── Dataset excerpts ──
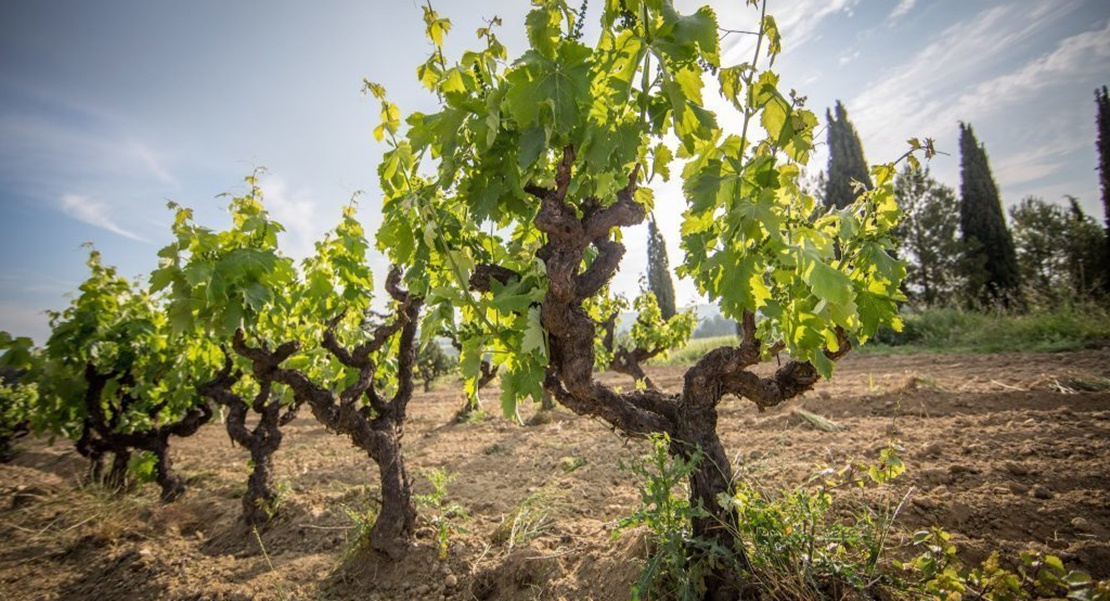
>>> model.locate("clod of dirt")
[1071,517,1091,532]
[1032,484,1056,501]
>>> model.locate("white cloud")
[261,176,326,260]
[836,50,859,67]
[993,136,1090,186]
[61,194,149,242]
[848,1,1092,157]
[716,0,859,63]
[887,0,917,24]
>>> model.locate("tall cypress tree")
[960,123,1021,307]
[647,216,675,320]
[1094,86,1110,293]
[825,100,871,209]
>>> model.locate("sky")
[0,0,1110,343]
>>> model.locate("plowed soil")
[0,349,1110,601]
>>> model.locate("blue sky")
[0,0,1110,342]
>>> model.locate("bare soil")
[0,349,1110,601]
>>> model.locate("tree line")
[820,94,1110,310]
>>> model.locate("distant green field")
[648,304,1110,365]
[864,303,1110,352]
[648,335,739,365]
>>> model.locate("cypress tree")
[647,216,675,321]
[960,123,1021,307]
[1094,86,1110,293]
[825,100,871,209]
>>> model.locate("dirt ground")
[0,349,1110,601]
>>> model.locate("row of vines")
[2,0,945,599]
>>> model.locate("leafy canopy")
[366,0,920,413]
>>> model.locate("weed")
[617,437,1110,601]
[493,491,552,550]
[895,527,1110,601]
[251,528,290,601]
[558,457,586,473]
[340,491,381,553]
[415,468,470,559]
[613,434,740,601]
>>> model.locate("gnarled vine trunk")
[471,147,848,600]
[77,363,212,503]
[264,268,423,560]
[199,351,297,525]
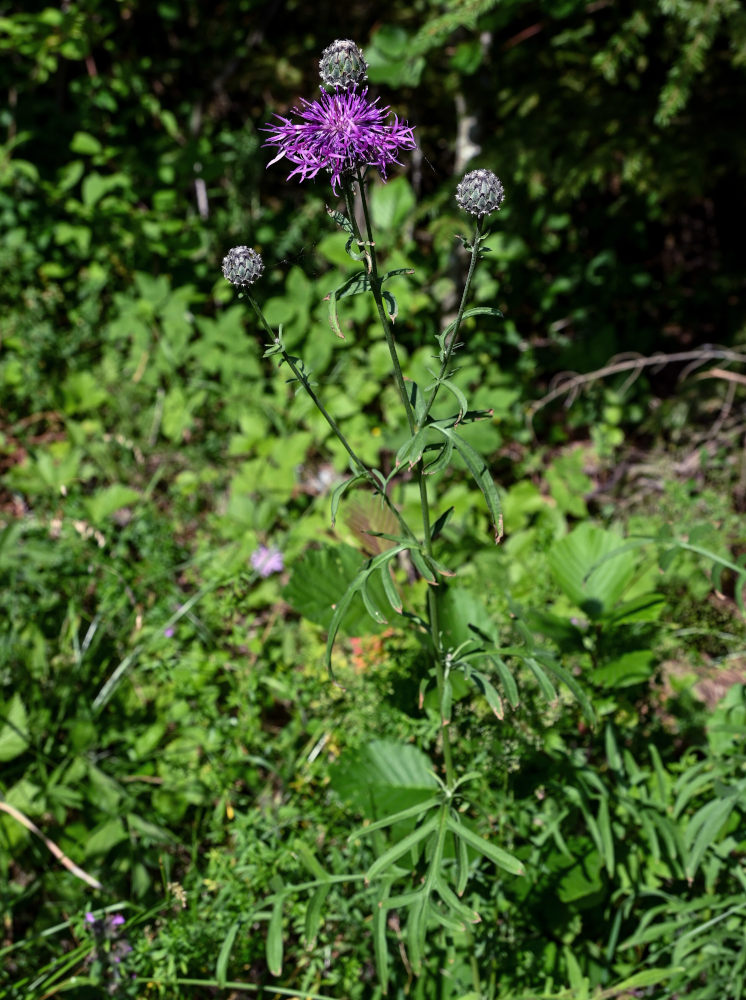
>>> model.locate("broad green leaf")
[330,740,438,816]
[549,522,636,619]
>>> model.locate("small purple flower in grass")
[264,89,415,194]
[251,545,285,577]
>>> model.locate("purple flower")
[251,545,285,577]
[264,89,415,194]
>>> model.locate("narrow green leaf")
[469,670,505,722]
[379,565,404,615]
[304,883,331,948]
[373,883,391,994]
[422,438,453,476]
[407,892,430,975]
[381,267,414,284]
[440,678,453,726]
[427,378,469,424]
[347,798,440,841]
[381,291,399,323]
[430,507,456,541]
[429,423,503,542]
[435,875,481,924]
[524,656,557,701]
[396,427,428,469]
[409,547,438,586]
[215,920,241,988]
[598,798,615,878]
[536,651,596,726]
[407,379,425,424]
[451,830,469,896]
[360,573,388,625]
[448,813,525,875]
[488,655,520,708]
[267,896,285,976]
[440,306,502,339]
[365,813,439,882]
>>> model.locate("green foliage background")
[0,0,746,1000]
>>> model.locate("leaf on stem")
[430,423,503,543]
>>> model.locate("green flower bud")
[223,247,264,288]
[456,170,505,218]
[319,38,368,90]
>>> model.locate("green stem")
[245,291,415,538]
[345,174,454,788]
[246,292,370,473]
[419,216,484,427]
[344,174,415,433]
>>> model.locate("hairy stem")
[345,168,454,788]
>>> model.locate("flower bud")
[319,38,368,90]
[456,170,505,218]
[223,247,264,288]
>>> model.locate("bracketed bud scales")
[456,170,505,218]
[223,247,264,288]
[319,38,368,90]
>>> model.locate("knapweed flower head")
[319,38,368,90]
[223,247,264,288]
[251,545,285,578]
[264,89,415,194]
[456,170,505,218]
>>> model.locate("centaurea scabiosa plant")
[223,41,588,993]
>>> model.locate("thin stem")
[246,292,369,473]
[345,167,415,432]
[419,216,484,427]
[245,292,415,538]
[345,168,454,788]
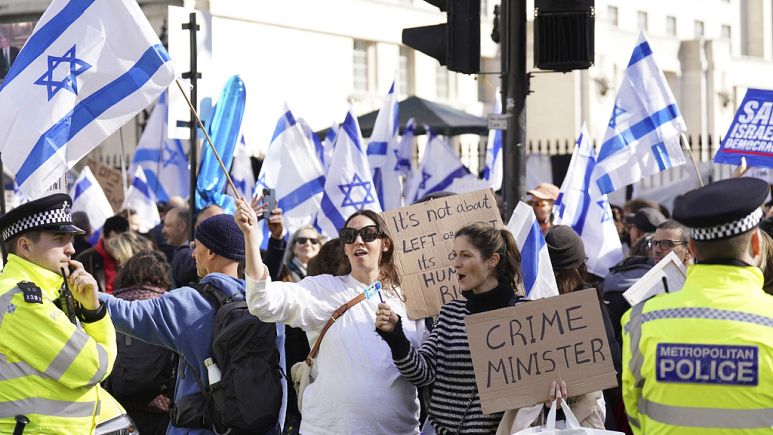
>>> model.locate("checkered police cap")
[0,193,83,241]
[673,177,770,242]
───
### [What to produce]
For the portion of the records running from their start through the line containing "[549,522,636,619]", inclusive, reproduce every line, including each request, and shift every bounding box coordinate in the answers up by 124. Include only that portion, and omit the picture markers from your output.

### [Solution to this problem]
>>> model.locate("clod of dirt")
[1195,641,1215,656]
[1156,608,1180,625]
>>> model.locate("white cloud")
[385,300,450,384]
[960,174,983,191]
[1117,260,1214,310]
[185,318,273,366]
[972,125,1216,281]
[840,124,983,187]
[1011,124,1041,148]
>>> model.locate("tall cypress tree")
[1084,247,1145,431]
[771,340,799,444]
[1218,210,1234,417]
[949,224,995,333]
>>> model.locate("sky")
[124,124,1234,467]
>>> model.locate("plowed soil")
[124,473,1234,725]
>>> model.locate("blue sky")
[124,124,1234,466]
>>> model.locate("bare soil")
[124,473,1234,725]
>>> model.locate("tree line")
[944,218,1234,434]
>>> model.locate("distant green field")
[772,428,1234,489]
[988,427,1234,476]
[772,459,863,489]
>>> model.locate("cypress tree")
[771,340,799,445]
[1084,247,1145,431]
[1218,210,1234,417]
[949,224,995,333]
>>> model.locate("dirt ground")
[124,473,1234,725]
>>> model.locate("row of vines")
[126,124,1069,723]
>>> model.locate("leafy canopy")
[490,124,1044,537]
>>> model.locate("weed")
[741,561,1234,725]
[617,615,676,674]
[1019,651,1234,725]
[375,652,414,725]
[682,581,710,597]
[464,615,505,677]
[539,592,594,683]
[737,558,864,725]
>>> model.locate("gnarled vine trunk")
[595,271,972,724]
[201,487,336,627]
[388,392,547,684]
[323,475,421,649]
>>> model.locate("broad green leaf")
[454,864,562,940]
[673,646,760,743]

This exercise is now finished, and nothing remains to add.